== Document passage ==
This talk discusses new work in cognitive approaches to literature, the neuroscience of narrative, and the history of mind. I focus on a unique cross-disciplinary experiment that teamed scholars in the humanities, radiology, and neuroscience to explore the evolving neural networks involved in attention and reading in the brain. Our study used neuroscientific tools to explore the cognitive dynamics involved in reading a literary work—here, a novel by Jane Austen—with different levels of attention. Using functional magnetic resonance imaging, or fMRI, we analyzed complex changes in brain activity as PhDs in literature read a chapter of Mansfield Park with two styles of attention: close reading (or, literary analysis) and pleasure reading.

The study’s early results suggest that such re-focusing in reading is far from subtle. Scans demonstrate dramatic and unexpected increases in blood flow to regions of the brain far beyond those responsible for "executive functions,” suggesting that how we read may be as important as what we read. Linking this fMRI study of attention and my research on the literary history of distraction, I suggest that research crossing the supposedly “unbridgeable divide” between humanities and sciences is in fact central to advancing our understanding of mind and brain. For my peers actively researching in cognitive science, I also propose that understanding attention's history is crucial, revealing the Enlightenment roots of a series of key debates over focus that continue to shape modern neuroscientific studies. Finally, and most importantly, I suggest that advancing the new field of narrative neuroscience will involve a still closer alliance between narratology, digital humanities, and cognitive science, working to track narrative patterns in order to provide a real-time view of the brain as we engage with a complex work of literature.

Records from a collection
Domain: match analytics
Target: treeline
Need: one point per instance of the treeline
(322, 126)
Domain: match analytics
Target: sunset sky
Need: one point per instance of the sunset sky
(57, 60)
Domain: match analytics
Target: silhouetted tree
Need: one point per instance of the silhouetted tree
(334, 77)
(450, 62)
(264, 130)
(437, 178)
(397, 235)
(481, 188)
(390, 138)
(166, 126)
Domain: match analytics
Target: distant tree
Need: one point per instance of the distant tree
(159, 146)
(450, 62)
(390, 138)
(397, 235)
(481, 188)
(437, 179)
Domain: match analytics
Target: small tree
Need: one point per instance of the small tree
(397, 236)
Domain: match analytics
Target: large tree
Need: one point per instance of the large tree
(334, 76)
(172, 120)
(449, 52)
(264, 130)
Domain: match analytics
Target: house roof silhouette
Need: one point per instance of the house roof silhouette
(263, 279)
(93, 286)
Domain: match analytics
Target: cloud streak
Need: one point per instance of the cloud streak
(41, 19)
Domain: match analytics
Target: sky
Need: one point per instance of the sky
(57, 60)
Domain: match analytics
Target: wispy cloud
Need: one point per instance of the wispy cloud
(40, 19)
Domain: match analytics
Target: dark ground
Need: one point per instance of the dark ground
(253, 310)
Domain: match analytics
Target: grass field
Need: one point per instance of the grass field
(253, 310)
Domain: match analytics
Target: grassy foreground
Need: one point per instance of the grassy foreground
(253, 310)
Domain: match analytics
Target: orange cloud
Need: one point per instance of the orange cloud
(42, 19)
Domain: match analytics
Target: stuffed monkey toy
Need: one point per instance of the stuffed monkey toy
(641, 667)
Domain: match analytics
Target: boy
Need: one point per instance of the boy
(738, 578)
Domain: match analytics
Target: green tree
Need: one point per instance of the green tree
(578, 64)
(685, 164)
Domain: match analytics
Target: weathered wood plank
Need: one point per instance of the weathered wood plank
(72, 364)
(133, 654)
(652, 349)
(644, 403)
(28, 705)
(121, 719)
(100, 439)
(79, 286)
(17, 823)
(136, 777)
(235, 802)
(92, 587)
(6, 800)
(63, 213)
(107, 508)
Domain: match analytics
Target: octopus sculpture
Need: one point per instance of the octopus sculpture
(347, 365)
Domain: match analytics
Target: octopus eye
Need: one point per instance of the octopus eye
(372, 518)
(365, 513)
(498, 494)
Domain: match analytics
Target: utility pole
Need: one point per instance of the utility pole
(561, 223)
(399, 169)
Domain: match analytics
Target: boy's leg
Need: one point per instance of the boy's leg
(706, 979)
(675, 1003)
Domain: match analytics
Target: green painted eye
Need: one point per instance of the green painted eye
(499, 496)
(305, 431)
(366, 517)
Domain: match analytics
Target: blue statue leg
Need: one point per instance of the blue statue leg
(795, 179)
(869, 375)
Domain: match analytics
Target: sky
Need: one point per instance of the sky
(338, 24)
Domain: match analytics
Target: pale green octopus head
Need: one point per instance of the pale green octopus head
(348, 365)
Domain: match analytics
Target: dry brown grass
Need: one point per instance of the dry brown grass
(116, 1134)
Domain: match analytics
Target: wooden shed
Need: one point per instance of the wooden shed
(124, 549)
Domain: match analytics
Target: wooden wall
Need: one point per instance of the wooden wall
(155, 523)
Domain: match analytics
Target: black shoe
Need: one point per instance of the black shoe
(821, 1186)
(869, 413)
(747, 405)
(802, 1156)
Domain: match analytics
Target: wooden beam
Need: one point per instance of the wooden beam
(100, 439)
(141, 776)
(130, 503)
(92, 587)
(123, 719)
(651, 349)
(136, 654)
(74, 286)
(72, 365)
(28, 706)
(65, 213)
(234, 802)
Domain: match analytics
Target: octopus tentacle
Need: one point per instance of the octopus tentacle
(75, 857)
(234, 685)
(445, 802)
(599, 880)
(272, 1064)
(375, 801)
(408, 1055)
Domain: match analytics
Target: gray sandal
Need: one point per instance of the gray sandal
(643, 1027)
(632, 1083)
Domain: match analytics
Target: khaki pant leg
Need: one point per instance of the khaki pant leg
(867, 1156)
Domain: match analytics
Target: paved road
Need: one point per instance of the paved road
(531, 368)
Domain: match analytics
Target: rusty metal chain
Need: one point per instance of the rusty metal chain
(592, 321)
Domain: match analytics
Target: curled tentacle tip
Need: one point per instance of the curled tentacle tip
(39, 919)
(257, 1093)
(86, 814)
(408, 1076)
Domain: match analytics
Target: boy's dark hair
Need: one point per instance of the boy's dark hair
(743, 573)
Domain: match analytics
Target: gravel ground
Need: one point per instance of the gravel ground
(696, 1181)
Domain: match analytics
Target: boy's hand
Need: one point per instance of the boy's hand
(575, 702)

== What the exercise asks ==
According to the talk summary, which two styles of attention did the literature PhDs use while reading a chapter of Mansfield Park?

== Worked solution ==
Close reading (or literary analysis) and pleasure reading.